start Provided entries

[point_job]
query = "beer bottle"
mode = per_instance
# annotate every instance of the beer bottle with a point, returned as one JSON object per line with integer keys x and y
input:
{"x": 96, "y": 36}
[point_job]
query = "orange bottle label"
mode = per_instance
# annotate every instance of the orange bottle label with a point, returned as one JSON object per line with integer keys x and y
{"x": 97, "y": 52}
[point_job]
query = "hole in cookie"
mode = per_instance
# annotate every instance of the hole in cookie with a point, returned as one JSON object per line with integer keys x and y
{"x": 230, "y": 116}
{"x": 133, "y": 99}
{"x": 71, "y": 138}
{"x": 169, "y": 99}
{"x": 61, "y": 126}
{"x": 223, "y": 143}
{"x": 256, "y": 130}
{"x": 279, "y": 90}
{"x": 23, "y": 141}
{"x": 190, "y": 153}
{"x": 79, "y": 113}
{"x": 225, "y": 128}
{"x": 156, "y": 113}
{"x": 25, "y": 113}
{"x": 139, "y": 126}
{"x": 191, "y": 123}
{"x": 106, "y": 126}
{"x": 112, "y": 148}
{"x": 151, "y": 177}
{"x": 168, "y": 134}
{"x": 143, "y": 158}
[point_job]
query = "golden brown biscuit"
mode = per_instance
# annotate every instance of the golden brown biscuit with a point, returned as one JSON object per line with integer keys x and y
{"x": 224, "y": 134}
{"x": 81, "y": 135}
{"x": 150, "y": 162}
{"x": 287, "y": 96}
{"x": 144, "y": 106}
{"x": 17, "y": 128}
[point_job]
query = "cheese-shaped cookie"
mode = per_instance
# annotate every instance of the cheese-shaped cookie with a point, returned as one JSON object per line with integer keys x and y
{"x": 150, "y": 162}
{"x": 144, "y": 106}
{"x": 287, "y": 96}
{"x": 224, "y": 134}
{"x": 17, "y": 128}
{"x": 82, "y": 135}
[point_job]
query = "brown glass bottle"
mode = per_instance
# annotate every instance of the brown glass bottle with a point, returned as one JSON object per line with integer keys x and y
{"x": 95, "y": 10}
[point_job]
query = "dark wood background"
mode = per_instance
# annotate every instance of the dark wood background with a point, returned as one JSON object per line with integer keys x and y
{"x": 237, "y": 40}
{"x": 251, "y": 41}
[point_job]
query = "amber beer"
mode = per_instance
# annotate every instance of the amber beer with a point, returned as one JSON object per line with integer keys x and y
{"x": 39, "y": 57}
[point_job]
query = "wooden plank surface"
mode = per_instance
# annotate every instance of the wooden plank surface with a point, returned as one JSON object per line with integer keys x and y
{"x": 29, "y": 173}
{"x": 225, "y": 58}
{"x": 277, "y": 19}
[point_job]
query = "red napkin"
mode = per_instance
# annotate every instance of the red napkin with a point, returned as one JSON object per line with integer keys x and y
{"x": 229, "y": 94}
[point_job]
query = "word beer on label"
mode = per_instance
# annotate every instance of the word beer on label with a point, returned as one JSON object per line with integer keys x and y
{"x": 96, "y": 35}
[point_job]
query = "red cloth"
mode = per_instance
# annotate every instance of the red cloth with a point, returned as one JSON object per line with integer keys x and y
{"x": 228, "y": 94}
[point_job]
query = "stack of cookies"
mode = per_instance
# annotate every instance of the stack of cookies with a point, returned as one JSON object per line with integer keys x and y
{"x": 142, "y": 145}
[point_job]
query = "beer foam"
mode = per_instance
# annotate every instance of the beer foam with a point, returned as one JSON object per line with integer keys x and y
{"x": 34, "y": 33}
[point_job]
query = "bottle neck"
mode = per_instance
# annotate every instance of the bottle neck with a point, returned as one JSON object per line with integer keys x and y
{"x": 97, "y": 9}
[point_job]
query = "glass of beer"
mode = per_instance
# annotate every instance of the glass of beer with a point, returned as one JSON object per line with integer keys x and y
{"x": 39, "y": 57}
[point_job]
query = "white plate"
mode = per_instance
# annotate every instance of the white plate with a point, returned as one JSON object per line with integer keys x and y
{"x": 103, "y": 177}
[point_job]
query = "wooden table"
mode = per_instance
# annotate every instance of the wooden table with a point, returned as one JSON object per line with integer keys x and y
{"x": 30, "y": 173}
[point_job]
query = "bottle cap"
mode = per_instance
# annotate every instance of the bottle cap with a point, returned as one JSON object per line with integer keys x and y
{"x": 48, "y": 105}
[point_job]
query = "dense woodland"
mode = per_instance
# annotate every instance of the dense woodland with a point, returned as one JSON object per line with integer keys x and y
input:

end Provided entries

How many lines in the records above contain the string "glass"? Reply with the number alone.

4